Written problem:
Would you reproduce each of the rows below word for word, leaving nothing out and changing nothing?

Records provided:
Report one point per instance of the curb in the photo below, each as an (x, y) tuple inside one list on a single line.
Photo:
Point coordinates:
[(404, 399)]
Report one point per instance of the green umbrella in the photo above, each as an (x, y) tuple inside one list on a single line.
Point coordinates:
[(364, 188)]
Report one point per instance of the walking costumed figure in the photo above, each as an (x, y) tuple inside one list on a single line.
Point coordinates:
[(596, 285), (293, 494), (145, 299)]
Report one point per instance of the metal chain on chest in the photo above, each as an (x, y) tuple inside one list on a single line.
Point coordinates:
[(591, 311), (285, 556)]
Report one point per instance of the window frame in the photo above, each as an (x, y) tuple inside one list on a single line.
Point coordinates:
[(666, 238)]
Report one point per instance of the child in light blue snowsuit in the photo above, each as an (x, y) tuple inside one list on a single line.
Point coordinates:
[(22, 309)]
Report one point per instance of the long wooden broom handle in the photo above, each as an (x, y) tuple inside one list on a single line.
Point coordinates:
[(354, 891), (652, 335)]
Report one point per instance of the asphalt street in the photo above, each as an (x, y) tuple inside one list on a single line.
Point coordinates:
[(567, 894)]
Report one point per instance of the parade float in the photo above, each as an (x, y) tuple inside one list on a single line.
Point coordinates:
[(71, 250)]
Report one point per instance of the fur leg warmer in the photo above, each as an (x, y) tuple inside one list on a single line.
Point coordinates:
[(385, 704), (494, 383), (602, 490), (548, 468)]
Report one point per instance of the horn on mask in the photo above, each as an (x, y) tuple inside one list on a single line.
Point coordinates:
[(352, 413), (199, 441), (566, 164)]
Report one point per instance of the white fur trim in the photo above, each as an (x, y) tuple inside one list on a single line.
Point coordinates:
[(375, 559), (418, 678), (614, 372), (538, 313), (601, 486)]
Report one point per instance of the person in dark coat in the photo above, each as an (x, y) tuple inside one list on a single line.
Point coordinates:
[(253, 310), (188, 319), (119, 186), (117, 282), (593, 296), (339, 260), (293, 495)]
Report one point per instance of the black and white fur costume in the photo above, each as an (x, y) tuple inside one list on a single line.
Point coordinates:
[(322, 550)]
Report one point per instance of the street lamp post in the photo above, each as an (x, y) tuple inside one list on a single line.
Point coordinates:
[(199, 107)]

Exercise result:
Report one point per instance of the curb in the photo below, each as an (x, y) tuple inside one list on a single line.
Photo:
Point coordinates:
[(404, 399)]
Report one point per instance of the green umbrella in the photo above, each as an (x, y) tuple inside one list on a single line.
Point coordinates:
[(364, 188)]
Report one point per instance of the walking costumed figure in the photo above, each as an (x, y) tuple inside one list on a single line.
Point coordinates:
[(596, 285), (293, 494), (145, 299)]
Report one point per instance of the metal chain on chest in the photo above, each as an (x, y) tuple inside one list on a single line.
Point coordinates:
[(591, 311), (285, 556)]
Report one point per instance of the window frame in the photo above, each as an (x, y) tuple inside one list on a single line.
Point coordinates:
[(666, 238)]
Report one point per instance of the child in light blue snowsuit in the photo above, each as an (x, y) tuple inside one list on a single line.
Point coordinates:
[(22, 309)]
Report one point per instance of the long wooden broom handle in the photo above, each as an (x, y) tuple inside one list on a single line.
Point coordinates:
[(354, 891), (652, 335)]
Report one point per instance of the asphalt street in the photo above, each as an (x, y) tuple inside one list on a single line.
Point coordinates:
[(567, 894)]
Report one point per instance of the parade float in the photo above, each as an (x, y) tuple inside one list on a single line.
Point coordinates:
[(71, 250)]
Report one point per instance of the fur leg warmer in the photo above, each as an (x, y) tuple inside one list on a single line.
Point coordinates:
[(385, 704), (494, 383), (602, 490), (548, 468)]
Report one point per instance of the horn on mask in the photo above, each as an (x, y) tuple inside one list on a single line.
Point coordinates:
[(352, 413), (199, 441), (566, 164)]
Report one point per instance of the white fur trim in the photo above, each as an (x, y) tuple inside one list on a single line.
Point coordinates:
[(375, 559), (418, 678), (614, 372), (538, 313), (601, 486)]
Report one point per instance of the person in dark coat in the photo above, each as an (x, y) tuple inside one list on a single line.
Point coordinates:
[(253, 310), (188, 319), (119, 186), (117, 282), (593, 296), (339, 260), (293, 495)]
Report one point per instance of the black and white fur costume in the photo above, each as an (x, y) tuple inside one list on a single line.
Point coordinates:
[(322, 550)]
Report one point per instance of the street lamp post in the photo above, each as an (x, y) tuple inside one list on a single line.
Point coordinates:
[(199, 107)]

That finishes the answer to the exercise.